===== Extrait à lire =====

Parce que Sylvain est un homme qui respire l'air des sommets et qu'il joue, naturellement, comme il respire...Parce que Sylvain offre des paysages, tantôt sereins et profonds, tantôt mouvementés et indomptables, et qu'ils nous font faire des voyages extraordinairement sensible... Parce que Sylvain est envoûté et envoûtant, nous avions choisi de le faire figurer dans le premier numéro de French Guitare. C'était il y a un peu plus de deux ans, maintenant; Thomas Dutronc avait rencontré Sylvain Luc et de cet interview se dégageait une impression de mouvement, de vie et de passion pour la musique -sous toutes ses formes, à travers toutes les cultures.

" La musique est un jeu, une passion, une affaire d'émotions sincères; la musique est un partage, elle ne doit pas partager les gens" C'est ainsi que Sylvain clôturait l'interview. L’inconnu, l'improvisation totale, la rencontre avec d'autres musiciens, sont autant de conditions à réunir pour que Sylvain se sente au meilleur de ce que l'on peut appeler "la création spontanée"

Depuis, nous avons eu l'occasion de croiser Sylvain et sa musique tout d'abord, l'an dernier, au Sunset à Paris, lorsqu'il a investi le club de la rue des Lombards avec une kyrielle d'invités, dont Bireli Lagrène; et tout dernièrement, pendant le salon Musicora, où Sylvain était sur le stand des amplis AER (voir article dans ce numéro) pour des démos qui ont attiré bien des oreilles curieuses Il nous importait donc de connaître l'actualité et le futur proche de ce guitariste atypique. Au moment où ce numéro paraîtra, Sylvain se sera présenté en duo avec le trompettiste et joueur de bugle Stéphane Belmondo, pour une soirée fêtant la sortie de leur album en duo, dans le club-restaurant "Le Réservoir", dans le Xie arrondissement de Paris Duo intriguant, tant il est vrai que la formule guitare-bugle ne s'entend que très rarement "La première fois que j'ai joué avec Stéphane Belmondo, c'était il y a trois ou quatre ans Maria Rodriguez, la programmatrice du "Baiser Salé", avait eu l'idée d'organiser notre rencontre à l'occasion d'un duo Sans nous connaître, sans aucune concertation préalable, nous nous sommes retrouvés le soir du concert dans une situation d'improvisation totale ! D'autres concerts, dans d'autres clubs, s'en suivirent, en procédant toujours de cette façon, c'est à dire dans l'urgence et sans répétition aucune jusqu'au jour où nous avons eu envie d'enregistrer! "

===== Données affichées =====

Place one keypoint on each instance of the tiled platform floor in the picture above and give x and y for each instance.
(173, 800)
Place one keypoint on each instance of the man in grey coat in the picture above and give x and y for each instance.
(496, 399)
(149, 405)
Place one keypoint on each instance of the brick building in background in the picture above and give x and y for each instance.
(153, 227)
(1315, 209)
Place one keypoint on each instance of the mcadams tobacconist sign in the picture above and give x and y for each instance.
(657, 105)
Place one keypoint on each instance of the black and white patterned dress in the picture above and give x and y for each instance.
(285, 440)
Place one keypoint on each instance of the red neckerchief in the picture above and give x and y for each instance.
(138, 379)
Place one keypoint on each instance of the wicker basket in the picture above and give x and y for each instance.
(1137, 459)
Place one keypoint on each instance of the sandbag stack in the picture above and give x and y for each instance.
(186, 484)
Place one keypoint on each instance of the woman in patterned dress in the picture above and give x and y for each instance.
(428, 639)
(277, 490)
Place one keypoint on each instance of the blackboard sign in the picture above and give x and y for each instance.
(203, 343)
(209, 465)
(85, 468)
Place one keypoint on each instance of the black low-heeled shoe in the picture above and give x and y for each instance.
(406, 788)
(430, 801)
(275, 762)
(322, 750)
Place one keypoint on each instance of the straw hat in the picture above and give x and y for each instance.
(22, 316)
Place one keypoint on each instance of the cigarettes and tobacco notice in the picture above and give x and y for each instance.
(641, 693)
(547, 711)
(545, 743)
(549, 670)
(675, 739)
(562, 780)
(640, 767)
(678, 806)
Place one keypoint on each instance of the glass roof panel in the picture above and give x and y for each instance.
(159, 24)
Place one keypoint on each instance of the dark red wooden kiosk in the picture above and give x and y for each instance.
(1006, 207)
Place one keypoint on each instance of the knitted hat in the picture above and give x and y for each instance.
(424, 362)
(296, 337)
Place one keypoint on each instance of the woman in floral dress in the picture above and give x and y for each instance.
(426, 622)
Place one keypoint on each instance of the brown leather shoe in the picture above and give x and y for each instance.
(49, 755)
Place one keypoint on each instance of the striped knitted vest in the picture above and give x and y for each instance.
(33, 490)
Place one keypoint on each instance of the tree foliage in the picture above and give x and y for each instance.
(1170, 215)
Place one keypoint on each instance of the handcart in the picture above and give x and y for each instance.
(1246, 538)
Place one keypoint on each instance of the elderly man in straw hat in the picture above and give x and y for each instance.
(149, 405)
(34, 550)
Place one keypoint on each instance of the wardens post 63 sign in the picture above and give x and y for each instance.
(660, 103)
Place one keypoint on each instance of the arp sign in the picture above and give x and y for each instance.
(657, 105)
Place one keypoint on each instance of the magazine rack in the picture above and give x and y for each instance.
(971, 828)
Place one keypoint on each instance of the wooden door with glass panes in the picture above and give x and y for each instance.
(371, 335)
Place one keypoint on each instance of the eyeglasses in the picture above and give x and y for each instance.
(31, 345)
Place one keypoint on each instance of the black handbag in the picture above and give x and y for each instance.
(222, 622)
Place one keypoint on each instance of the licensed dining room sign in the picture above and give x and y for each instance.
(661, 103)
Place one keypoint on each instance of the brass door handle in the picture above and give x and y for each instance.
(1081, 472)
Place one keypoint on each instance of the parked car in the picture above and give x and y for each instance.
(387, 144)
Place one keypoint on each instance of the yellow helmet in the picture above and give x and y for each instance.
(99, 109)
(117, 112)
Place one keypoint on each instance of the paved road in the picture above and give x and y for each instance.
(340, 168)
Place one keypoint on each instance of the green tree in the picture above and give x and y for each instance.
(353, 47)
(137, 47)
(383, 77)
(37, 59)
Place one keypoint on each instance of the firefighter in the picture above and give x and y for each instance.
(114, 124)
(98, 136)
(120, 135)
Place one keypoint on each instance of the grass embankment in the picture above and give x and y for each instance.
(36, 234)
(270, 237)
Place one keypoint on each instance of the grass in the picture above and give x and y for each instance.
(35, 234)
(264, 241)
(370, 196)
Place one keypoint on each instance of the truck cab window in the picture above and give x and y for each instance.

=====

Exercice
Relevez toutes les personnes nommées dans l'extrait consacré au guitariste Sylvain Luc, à l'exception de Sylvain Luc lui-même. Les lignes proviennent d'une autre source que l'extrait.

Réponse
Thomas Dutronc, Bireli Lagrène, Stéphane Belmondo, Maria Rodriguez